[START RECORDS FOR THIS EXERCISE]

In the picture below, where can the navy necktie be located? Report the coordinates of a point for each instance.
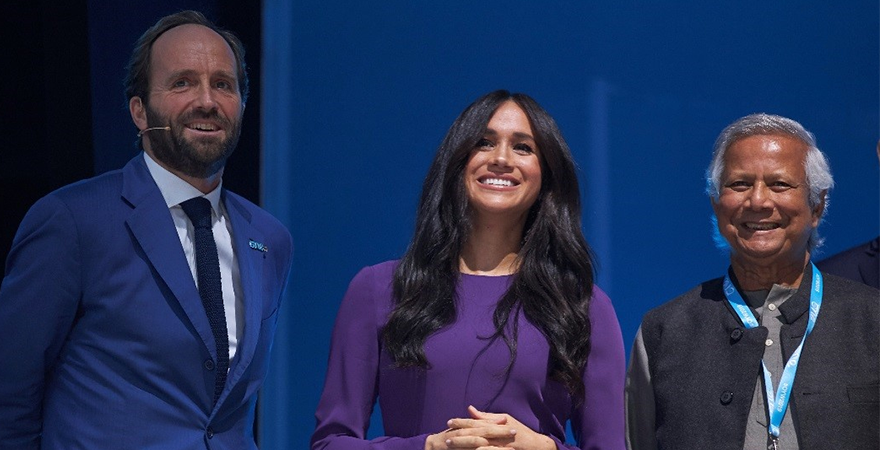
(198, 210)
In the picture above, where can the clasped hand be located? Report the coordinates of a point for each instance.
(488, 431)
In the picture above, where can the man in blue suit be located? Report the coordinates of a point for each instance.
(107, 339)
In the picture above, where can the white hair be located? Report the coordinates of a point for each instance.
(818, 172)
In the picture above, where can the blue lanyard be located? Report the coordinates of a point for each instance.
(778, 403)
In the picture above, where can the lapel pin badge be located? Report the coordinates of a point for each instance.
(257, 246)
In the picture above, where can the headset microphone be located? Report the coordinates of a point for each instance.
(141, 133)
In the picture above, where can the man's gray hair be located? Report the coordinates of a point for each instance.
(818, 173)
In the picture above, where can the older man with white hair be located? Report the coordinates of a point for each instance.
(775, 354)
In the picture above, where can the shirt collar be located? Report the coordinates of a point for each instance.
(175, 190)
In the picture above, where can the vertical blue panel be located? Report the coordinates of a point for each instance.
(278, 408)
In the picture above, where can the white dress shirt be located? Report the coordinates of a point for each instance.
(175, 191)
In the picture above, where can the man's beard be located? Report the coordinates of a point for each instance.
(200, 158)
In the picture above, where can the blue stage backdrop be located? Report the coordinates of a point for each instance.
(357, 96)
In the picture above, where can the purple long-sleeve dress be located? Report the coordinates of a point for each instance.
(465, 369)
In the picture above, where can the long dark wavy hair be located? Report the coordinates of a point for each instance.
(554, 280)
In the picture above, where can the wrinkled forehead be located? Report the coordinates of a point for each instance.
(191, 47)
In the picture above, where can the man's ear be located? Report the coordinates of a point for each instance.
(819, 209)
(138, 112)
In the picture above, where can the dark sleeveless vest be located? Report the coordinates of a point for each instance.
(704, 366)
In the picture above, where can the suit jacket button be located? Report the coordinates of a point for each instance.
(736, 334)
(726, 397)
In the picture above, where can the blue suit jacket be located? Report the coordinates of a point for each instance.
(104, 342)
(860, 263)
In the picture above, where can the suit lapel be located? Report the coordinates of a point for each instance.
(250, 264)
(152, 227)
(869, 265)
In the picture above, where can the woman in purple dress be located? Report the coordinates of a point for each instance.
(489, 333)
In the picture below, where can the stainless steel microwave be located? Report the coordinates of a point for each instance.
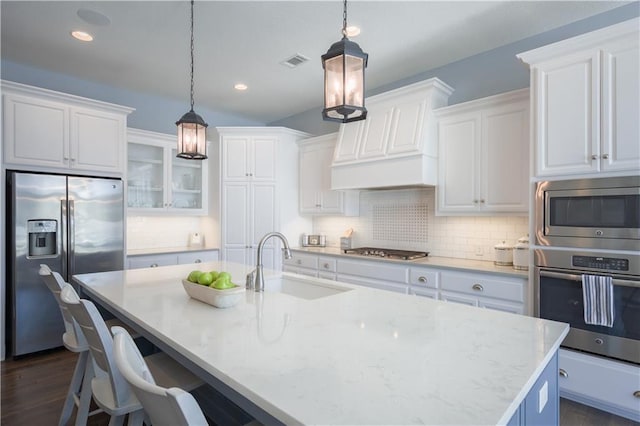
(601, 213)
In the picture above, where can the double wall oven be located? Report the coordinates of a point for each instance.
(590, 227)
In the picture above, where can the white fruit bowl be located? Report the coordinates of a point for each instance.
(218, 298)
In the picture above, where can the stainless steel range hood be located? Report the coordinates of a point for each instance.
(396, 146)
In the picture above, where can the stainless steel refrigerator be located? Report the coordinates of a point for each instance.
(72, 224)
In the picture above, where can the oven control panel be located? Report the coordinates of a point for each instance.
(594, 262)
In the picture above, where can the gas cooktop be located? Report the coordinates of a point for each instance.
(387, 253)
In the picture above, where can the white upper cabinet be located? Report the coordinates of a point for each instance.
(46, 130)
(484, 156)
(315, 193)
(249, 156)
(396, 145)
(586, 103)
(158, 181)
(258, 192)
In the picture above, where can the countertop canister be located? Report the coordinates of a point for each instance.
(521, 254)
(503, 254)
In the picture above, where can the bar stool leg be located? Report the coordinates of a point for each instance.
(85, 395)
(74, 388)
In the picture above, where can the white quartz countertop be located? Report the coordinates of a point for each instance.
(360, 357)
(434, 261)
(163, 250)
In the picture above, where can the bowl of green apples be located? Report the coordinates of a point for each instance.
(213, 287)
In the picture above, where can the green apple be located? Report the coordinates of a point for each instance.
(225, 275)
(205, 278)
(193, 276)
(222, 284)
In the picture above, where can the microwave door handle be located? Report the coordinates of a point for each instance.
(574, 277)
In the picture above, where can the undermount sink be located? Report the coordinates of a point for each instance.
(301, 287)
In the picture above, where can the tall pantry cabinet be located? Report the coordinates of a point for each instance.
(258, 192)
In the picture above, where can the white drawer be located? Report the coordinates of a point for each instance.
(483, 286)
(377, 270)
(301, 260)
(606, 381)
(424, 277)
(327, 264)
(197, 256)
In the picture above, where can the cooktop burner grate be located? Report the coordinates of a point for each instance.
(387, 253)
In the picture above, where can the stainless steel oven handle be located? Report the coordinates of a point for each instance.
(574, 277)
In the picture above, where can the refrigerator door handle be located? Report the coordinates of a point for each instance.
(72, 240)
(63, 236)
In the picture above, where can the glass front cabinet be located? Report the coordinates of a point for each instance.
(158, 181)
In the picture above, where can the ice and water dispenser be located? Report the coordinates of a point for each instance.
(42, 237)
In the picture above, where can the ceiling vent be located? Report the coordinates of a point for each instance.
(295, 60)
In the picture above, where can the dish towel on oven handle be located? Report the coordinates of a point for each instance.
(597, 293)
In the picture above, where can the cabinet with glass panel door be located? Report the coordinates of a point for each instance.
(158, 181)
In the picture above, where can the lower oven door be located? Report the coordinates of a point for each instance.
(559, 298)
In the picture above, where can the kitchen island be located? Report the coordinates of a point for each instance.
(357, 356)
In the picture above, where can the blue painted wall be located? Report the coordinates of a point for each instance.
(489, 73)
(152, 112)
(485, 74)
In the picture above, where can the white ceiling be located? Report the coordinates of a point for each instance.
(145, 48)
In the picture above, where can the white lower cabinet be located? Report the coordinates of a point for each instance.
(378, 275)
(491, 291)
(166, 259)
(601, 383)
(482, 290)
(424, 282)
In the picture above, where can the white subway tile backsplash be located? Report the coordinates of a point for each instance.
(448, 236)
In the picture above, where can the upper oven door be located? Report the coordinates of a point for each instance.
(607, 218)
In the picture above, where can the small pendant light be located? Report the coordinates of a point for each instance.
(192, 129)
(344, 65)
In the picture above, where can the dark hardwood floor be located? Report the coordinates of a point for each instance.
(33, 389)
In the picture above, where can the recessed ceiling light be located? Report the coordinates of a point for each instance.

[END RECORDS FOR THIS EXERCISE]

§ STATED TASK:
Write out all the rows again without the pictures, changing every "instance" to "occurrence" and keeping everything else the same.

§ TASK OUTPUT:
In the picture below, where can the navy necktie be located? Report the coordinates of a point for each occurrence.
(198, 210)
In the picture above, where can the clasped hand be located? Report the coordinates of a point for each occurrence.
(488, 431)
In the picture above, where can the man in blue suit be located? Report the coordinates of a point for each occurrence.
(107, 339)
In the picture above, where can the white hair be located? Report the coordinates of a point for each occurrence.
(818, 172)
In the picture above, where can the blue lanyard be located? Report the coordinates of a point for each occurrence.
(778, 403)
In the picture above, where can the lapel pin badge be located? Report the coordinates of a point for each occurrence.
(257, 246)
In the picture above, where can the headset microphone be located? Report the coordinates of a point for each occurrence.
(141, 133)
In the picture above, where can the man's gray hair be located? Report the coordinates of a point for each occurrence.
(818, 173)
In the picture above, where can the older man with white hair be located? Report the coordinates of a point for each occurrence.
(775, 354)
In the picture above, where can the shirt collar be located? Report the coordinates of a point for each occurrence.
(175, 190)
In the picture above, where can the vertical blue panel be located? Report the coordinates of a point for each occurrence.
(278, 408)
In the picture above, where can the white dress shirt be located? Report the coordinates of a point for each occurrence.
(175, 191)
In the picture above, where can the man's beard be located? Report the coordinates of a point for each occurrence.
(200, 158)
In the picture above, where can the blue stage backdrop be located? Report the coordinates of a point for each occurrence.
(357, 96)
In the picture above, where can the purple long-sleeve dress be located? Report the coordinates of a point for each occurrence.
(465, 369)
In the picture above, where can the long dark wavy hair be located? Report the coordinates of a point for each occurrence.
(554, 280)
In the picture above, where can the wrinkled forehead be located? Report the coordinates of a point for each occurrence.
(191, 47)
In the picture above, where can the man's ear be located? Report the coordinates of a point for each occurrence.
(819, 209)
(138, 112)
In the picture above, where can the dark sleeveless vest be located? Report the coordinates of a point for each occurrence.
(704, 366)
In the picture above, where can the suit jacket button be located? Report the coordinates of a point for each occurrence.
(736, 334)
(726, 397)
In the picture above, where can the blue suit jacket be located? Report the coordinates of a point for each occurrence.
(104, 342)
(860, 263)
In the picture above, where can the suit lapel be located? Report the coordinates of a point for each occurrence.
(250, 264)
(152, 227)
(869, 265)
In the picture above, where can the woman in purple dress be located? Report the coordinates of a point for each occurrence.
(489, 333)
In the picture below, where can the stainless steel microwave be located? Report the coordinates of a point for each occurrence.
(601, 213)
In the picture above, where can the double wall oven be located? Report the coordinates of a point for each occurrence.
(590, 227)
In the picture above, where can the white fruit bowl be located? Report the coordinates of a point for each occurrence.
(218, 298)
In the picture above, where can the stainless steel range hood be located? Report the coordinates of a point for each occurrence.
(396, 146)
In the picture above, where can the stainless steel refrigerator be located? Report the coordinates of a point for each occurrence.
(72, 224)
In the picture above, where can the oven control panel be located? Report the coordinates of a point for each occurrence.
(594, 262)
In the picture above, where can the gas cooktop be located? Report the coordinates of a point for each occurrence.
(387, 253)
In the picture above, where can the white upper cabinet be located? Report the coordinates of a point for each occurrence.
(46, 130)
(484, 156)
(315, 193)
(249, 156)
(396, 145)
(586, 103)
(158, 181)
(258, 192)
In the picture above, where can the countertop canister be located? Report the coordinates of a point for each occurrence.
(521, 254)
(503, 254)
In the picture above, where can the bar stool leg be located? Report the coordinates of a point for each occurrence.
(85, 395)
(74, 388)
In the picture above, where can the white quartz countertop be located? Report the coordinates of a point for each occurrence.
(360, 357)
(434, 261)
(163, 250)
In the picture above, where can the bowl of green apples be located? Report the coordinates of a point for each occurrence.
(213, 287)
In the picture above, where can the green apple be located? Report the coordinates of a point for each occurrence.
(225, 275)
(205, 278)
(193, 276)
(222, 284)
In the picture above, where can the microwave door handle be located? Report the coordinates of a point for each occurrence.
(574, 277)
In the picture above, where can the undermount sink be located? Report the coordinates of a point for each occurrence.
(301, 287)
In the picture above, where can the tall pantry cabinet be located? Report the coordinates of a point for each occurrence.
(258, 192)
In the picture above, where can the white drawer be located? Report the coordinates of a point for each occurrence.
(483, 286)
(377, 270)
(301, 260)
(606, 381)
(424, 277)
(327, 264)
(197, 256)
In the picture above, where can the cooktop burner grate be located? Report the coordinates of a point for each occurrence.
(387, 253)
In the picture above, where can the stainless steel oven handle be located? Report the coordinates of a point for each occurrence.
(574, 277)
In the picture above, where can the refrigerator door handle be located? Report the coordinates of a point for each occurrence.
(72, 240)
(63, 236)
In the picture above, where can the glass front cabinet be located? Report the coordinates of a point for each occurrence.
(158, 181)
In the picture above, where can the ice and water dispenser be located? Report the coordinates of a point for each occurrence.
(42, 237)
In the picture above, where can the ceiling vent be located? Report the coordinates of a point for each occurrence.
(295, 60)
In the picture above, where can the dish towel on oven handle be located? Report the coordinates of a point for each occurrence.
(597, 293)
In the picture above, where can the cabinet with glass panel door be located? Report the coordinates of a point for each occurrence.
(158, 181)
In the picture above, where can the lower oven door be located? Report the coordinates of a point for each occurrence.
(559, 298)
In the picture above, where can the kitchen island be located? Report the coordinates of a point for each occurrence.
(357, 356)
In the picture above, where can the blue painted wall be located? Report the coordinates of a point for each occurrence.
(489, 73)
(152, 112)
(485, 74)
In the picture above, where can the white ceiling be located? Report the coordinates of a point for each occurrence.
(145, 48)
In the picture above, where can the white lower cabinet be located? Report the coordinates of a point for each occurrence.
(378, 275)
(491, 291)
(166, 259)
(601, 383)
(482, 290)
(424, 282)
In the picture above, where can the white subway tile backsplash be located? Report the coordinates of a point for each occurrence.
(448, 236)
In the picture above, where can the upper oven door be located? Report the coordinates of a point for each occurrence.
(607, 218)
In the picture above, where can the small pendant light be located? Report the coordinates of a point for each occurrence.
(192, 129)
(344, 65)
In the picture above, where can the dark hardwood floor be located? Report the coordinates of a point for each occurrence.
(33, 389)
In the picture above, where can the recessed ceiling light be located? Report the coordinates of a point for each occurrence.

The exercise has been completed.